START Data shown

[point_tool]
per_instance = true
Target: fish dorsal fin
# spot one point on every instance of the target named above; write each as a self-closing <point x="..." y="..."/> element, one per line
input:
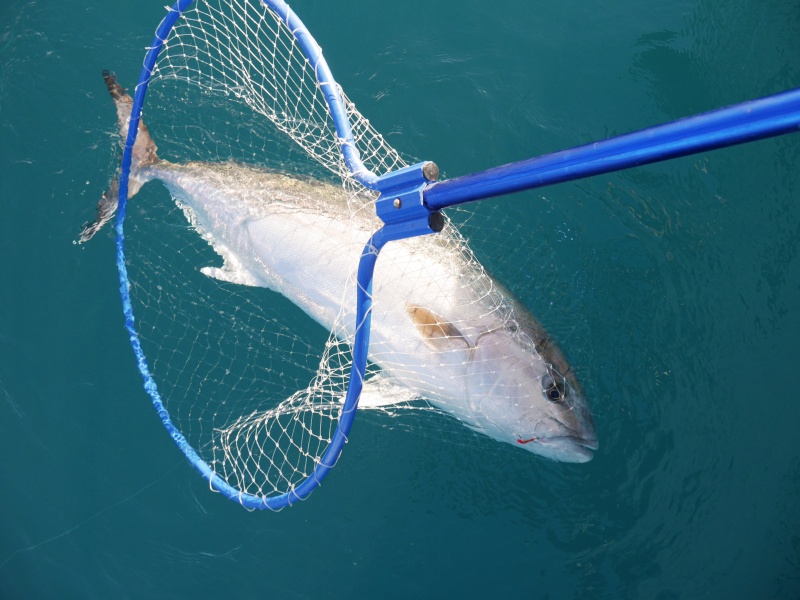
<point x="437" y="333"/>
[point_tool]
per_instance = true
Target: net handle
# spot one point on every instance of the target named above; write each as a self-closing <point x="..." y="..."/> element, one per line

END Data shown

Copy all the entries word for word. Omit any pictures.

Task response:
[point_tool]
per_instance = true
Target: fish dorsal fin
# spot one point on every instance of the target named above; write each as a self-closing <point x="..." y="..."/> element, one per line
input:
<point x="437" y="333"/>
[point_tool]
per_instance = true
Target: net handle
# spot one point on every instance of the target named above; write each as a self-closing <point x="..." y="..."/> element, one per line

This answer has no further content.